◆ Provided records ◆
## Start

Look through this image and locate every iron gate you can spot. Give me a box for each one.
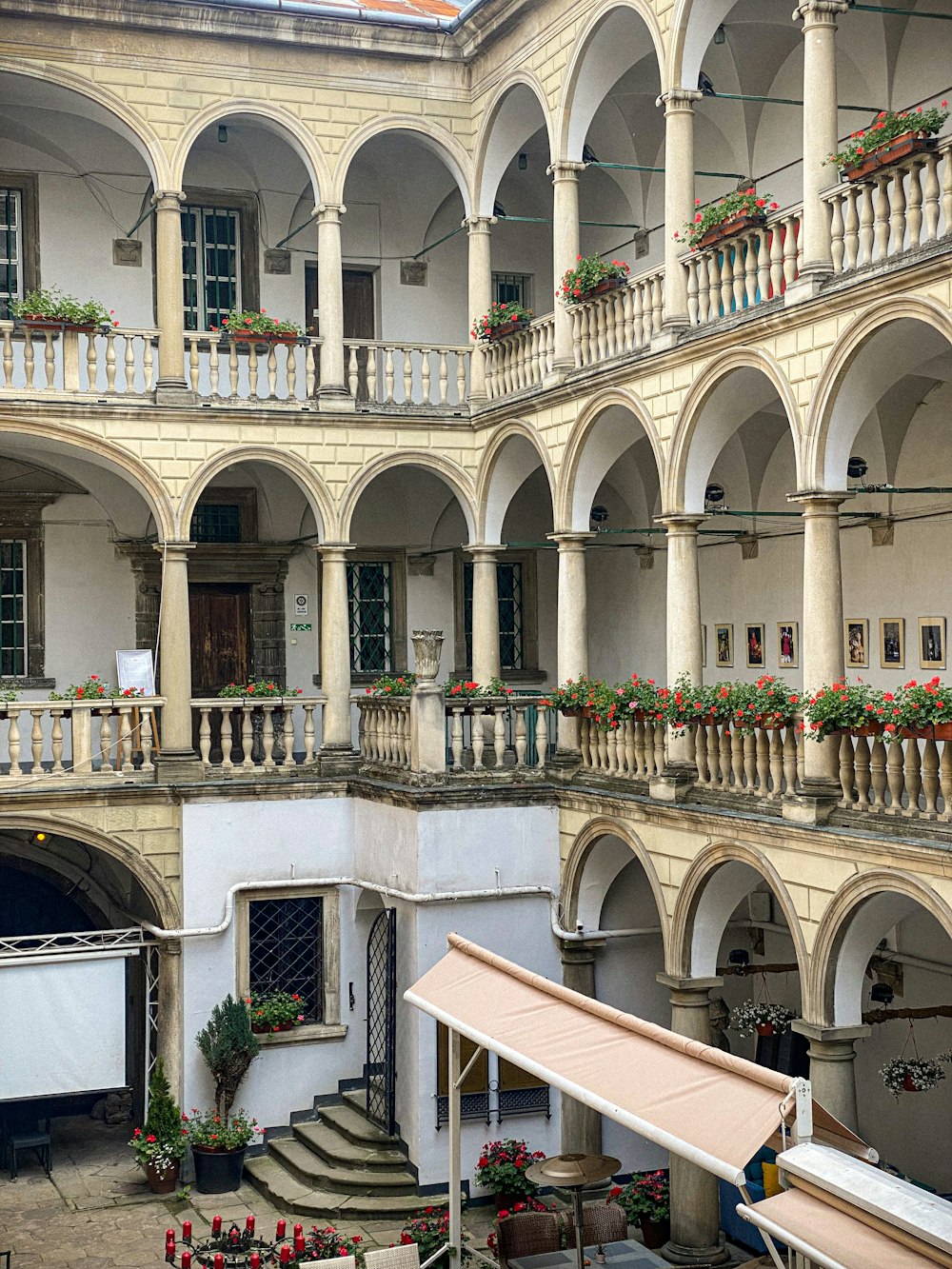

## End
## Start

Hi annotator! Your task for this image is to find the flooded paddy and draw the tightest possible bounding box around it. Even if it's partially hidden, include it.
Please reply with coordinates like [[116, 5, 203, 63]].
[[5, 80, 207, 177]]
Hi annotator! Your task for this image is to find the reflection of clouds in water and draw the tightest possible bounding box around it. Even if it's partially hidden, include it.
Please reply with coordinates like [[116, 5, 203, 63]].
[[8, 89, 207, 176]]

## End

◆ What is asked ◆
Rewrite the records starting at the line containing "find the flooded" and ending at the line containing "[[8, 89, 207, 176]]", with "annotator" changed to "labeler" and nothing else altered.

◆ Exercise output ◆
Hi labeler! Your task for this image is to find the flooded paddy and draw the tightest possible bounding box around it. Even if it's partially hidden, include it.
Please reply with coordinates like [[116, 5, 203, 63]].
[[5, 80, 207, 177]]
Hi labeler! Your task for this image is to find the reflection of clouds in water and draw the tightest possible bounding box around it. Even if it's partially hidden, include it.
Please reply with coordinates like [[116, 5, 203, 63]].
[[8, 89, 207, 176]]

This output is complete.